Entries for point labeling
────────

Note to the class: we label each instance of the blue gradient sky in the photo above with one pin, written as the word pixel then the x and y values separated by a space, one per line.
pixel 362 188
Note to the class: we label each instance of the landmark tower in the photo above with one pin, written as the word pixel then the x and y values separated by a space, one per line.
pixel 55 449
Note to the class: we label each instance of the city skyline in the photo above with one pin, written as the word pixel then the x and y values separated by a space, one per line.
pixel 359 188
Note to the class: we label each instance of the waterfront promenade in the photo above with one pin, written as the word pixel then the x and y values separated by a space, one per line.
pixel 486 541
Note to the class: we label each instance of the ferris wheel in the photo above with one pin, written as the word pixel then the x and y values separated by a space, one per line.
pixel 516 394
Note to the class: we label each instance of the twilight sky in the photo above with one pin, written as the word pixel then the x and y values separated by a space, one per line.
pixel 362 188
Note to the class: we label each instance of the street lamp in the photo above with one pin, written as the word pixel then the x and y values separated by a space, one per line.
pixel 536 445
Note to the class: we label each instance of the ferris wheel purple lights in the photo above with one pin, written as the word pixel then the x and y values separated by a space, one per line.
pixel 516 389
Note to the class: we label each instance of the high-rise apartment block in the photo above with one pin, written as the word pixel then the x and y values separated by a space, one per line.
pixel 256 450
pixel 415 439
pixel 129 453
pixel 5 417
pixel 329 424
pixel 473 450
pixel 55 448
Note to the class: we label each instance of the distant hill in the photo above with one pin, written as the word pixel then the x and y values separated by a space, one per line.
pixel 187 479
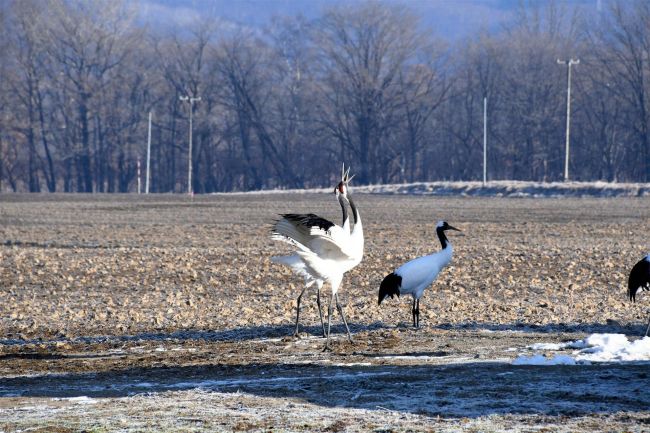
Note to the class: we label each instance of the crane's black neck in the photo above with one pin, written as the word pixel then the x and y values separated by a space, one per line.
pixel 355 214
pixel 442 237
pixel 344 209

────────

(Exercise instructions):
Copy the lines running from the start of the entries through the line containing "pixel 359 188", including that line.

(Completed task):
Note to the class: we label each instance of the blue gradient sky in the photo above with one pin, written as the word pixel then the x and y values separated by a space, one per line.
pixel 362 188
Note to the class: we label each instance of the landmark tower in the photo above with one pin, written as the word pixel then the x and y values separated by a space, one per line.
pixel 55 449
Note to the class: we label each instance of the city skyline in the photo above with one pin, written as the word pixel then the x and y values separated by a space, one per line.
pixel 359 188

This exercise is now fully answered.